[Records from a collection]

-=-=-

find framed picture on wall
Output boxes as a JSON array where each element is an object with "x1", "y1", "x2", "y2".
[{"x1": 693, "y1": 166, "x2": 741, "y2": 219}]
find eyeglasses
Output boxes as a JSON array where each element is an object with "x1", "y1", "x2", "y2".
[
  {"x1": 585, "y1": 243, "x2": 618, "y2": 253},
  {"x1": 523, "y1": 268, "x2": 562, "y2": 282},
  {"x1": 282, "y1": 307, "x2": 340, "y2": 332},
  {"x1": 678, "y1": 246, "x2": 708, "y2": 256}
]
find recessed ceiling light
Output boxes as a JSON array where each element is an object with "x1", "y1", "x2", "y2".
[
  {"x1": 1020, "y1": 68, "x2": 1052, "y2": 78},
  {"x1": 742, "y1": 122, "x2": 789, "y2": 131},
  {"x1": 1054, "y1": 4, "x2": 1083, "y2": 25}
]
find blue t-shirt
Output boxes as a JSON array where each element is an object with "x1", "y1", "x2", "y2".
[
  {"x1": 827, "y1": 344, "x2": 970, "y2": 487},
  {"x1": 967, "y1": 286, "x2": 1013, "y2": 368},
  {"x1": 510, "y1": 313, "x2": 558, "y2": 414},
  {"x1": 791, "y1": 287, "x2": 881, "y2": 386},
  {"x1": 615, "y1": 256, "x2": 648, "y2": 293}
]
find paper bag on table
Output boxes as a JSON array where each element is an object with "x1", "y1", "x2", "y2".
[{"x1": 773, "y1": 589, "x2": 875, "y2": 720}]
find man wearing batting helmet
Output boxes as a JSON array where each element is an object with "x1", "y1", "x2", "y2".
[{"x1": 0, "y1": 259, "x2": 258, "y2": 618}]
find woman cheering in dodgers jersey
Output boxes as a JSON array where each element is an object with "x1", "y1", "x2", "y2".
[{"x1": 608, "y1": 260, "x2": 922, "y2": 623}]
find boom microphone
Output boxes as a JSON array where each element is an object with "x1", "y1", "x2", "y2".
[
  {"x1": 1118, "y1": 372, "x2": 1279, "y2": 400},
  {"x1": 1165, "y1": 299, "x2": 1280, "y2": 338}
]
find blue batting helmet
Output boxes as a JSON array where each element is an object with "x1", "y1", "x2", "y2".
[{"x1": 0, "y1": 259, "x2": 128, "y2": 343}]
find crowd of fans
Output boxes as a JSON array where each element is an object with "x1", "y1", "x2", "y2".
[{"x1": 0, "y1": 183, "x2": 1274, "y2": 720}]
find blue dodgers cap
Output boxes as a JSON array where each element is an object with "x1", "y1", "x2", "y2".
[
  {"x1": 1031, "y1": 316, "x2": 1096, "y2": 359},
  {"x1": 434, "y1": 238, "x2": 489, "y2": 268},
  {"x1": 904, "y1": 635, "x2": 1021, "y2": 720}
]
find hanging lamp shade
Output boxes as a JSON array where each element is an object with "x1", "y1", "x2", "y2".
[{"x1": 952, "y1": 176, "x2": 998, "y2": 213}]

-=-=-

# Exercise requirements:
Each line above needs to be written out again exactly.

# Written reply:
find framed picture on wall
Output boxes as a JSON array where each element is an object with "x1", "y1", "x2", "y2".
[{"x1": 693, "y1": 166, "x2": 741, "y2": 219}]
find eyeglasses
Output boxes as a JSON array where each element is an object with "x1", "y1", "x2", "y2".
[
  {"x1": 585, "y1": 243, "x2": 618, "y2": 253},
  {"x1": 523, "y1": 268, "x2": 562, "y2": 282},
  {"x1": 282, "y1": 307, "x2": 340, "y2": 332},
  {"x1": 678, "y1": 246, "x2": 708, "y2": 256}
]
find recessed ceiling light
Output boxes as a JSON array where each element is an object with "x1", "y1", "x2", "y2".
[
  {"x1": 1020, "y1": 68, "x2": 1052, "y2": 78},
  {"x1": 742, "y1": 122, "x2": 789, "y2": 131},
  {"x1": 1054, "y1": 4, "x2": 1083, "y2": 25}
]
find blue t-shirt
Output boxes as a JSON array where each element is an object with "x1", "y1", "x2", "y2".
[
  {"x1": 827, "y1": 344, "x2": 970, "y2": 487},
  {"x1": 967, "y1": 286, "x2": 1013, "y2": 368},
  {"x1": 510, "y1": 313, "x2": 558, "y2": 414},
  {"x1": 791, "y1": 287, "x2": 881, "y2": 386},
  {"x1": 615, "y1": 256, "x2": 648, "y2": 293}
]
find paper bag on table
Output boxes as a JSON array where each element is an object with "x1", "y1", "x2", "y2".
[{"x1": 773, "y1": 589, "x2": 875, "y2": 720}]
find man wearing batting helmet
Output boxes as a JSON array where each element is an object with "x1", "y1", "x2", "y2".
[{"x1": 0, "y1": 259, "x2": 258, "y2": 618}]
find woman cheering in dodgers jersey
Output boxes as a JSON array where each element is an object with "x1", "y1", "x2", "y2".
[{"x1": 608, "y1": 260, "x2": 922, "y2": 623}]
find boom microphone
Output boxes as a JSON array where each element is an object with "x1", "y1", "x2", "y2".
[
  {"x1": 1118, "y1": 372, "x2": 1279, "y2": 400},
  {"x1": 1165, "y1": 299, "x2": 1280, "y2": 338}
]
find blue batting helmet
Output boxes as a JSON array where each element is an object with "x1", "y1", "x2", "y2".
[{"x1": 0, "y1": 259, "x2": 128, "y2": 343}]
find crowd of fans
Output boxes as a JSON array where each element is an object with "x1", "y1", "x2", "y2".
[{"x1": 0, "y1": 183, "x2": 1274, "y2": 720}]
find blue dodgers cap
Output boxes as a JSON array where each element is an object with "x1", "y1", "x2", "y2".
[
  {"x1": 1031, "y1": 316, "x2": 1096, "y2": 359},
  {"x1": 434, "y1": 238, "x2": 489, "y2": 268},
  {"x1": 904, "y1": 635, "x2": 1021, "y2": 720}
]
find hanging lamp shade
Output boxes as a JSON array where each element is an object with "x1", "y1", "x2", "y2".
[{"x1": 952, "y1": 176, "x2": 998, "y2": 213}]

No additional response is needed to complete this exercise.